▸ **Extract**:
# # # # #

Tuesday, 4 October 2011

"An expert is a person who has made all the mistakes that can be made in a very narrow field" ~ Niels Bohr

It appears that the comedy mayor’s consultation on the introduction of selective licensing for private sector landlords may need a little tweaking. Solicitors Anthony Gold have an interesting analysis on their web site.

The firm of lawyers is of the opinion that Newham Council hasn’t followed the government guidance on what is required of such a consultation. Among the charges set out is that Newham Council’s consultation has “Loaded questions with no explanation of the meaning”; now, there’s a surprise.

# # # # #

▸ **Supplied material**:
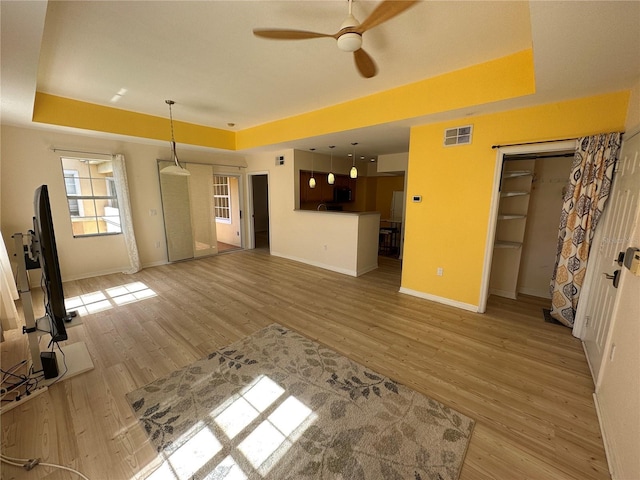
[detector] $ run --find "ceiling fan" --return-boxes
[253,0,417,78]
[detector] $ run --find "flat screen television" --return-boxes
[333,187,353,203]
[32,185,71,342]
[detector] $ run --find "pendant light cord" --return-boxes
[165,100,181,163]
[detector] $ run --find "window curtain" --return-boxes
[0,234,19,336]
[551,133,622,327]
[112,154,140,273]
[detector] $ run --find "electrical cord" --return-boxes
[0,454,89,480]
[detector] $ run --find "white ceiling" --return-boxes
[0,0,640,159]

# # # # #

▸ **Challenge**: From the post on Newham Council's licensing consultation, extract the part that opens with the words containing "It appears that" and closes with "their web site.", copying it word for word. The data above is separate material and has no connection to the text.

▸ **Worked solution**:
It appears that the comedy mayor’s consultation on the introduction of selective licensing for private sector landlords may need a little tweaking. Solicitors Anthony Gold have an interesting analysis on their web site.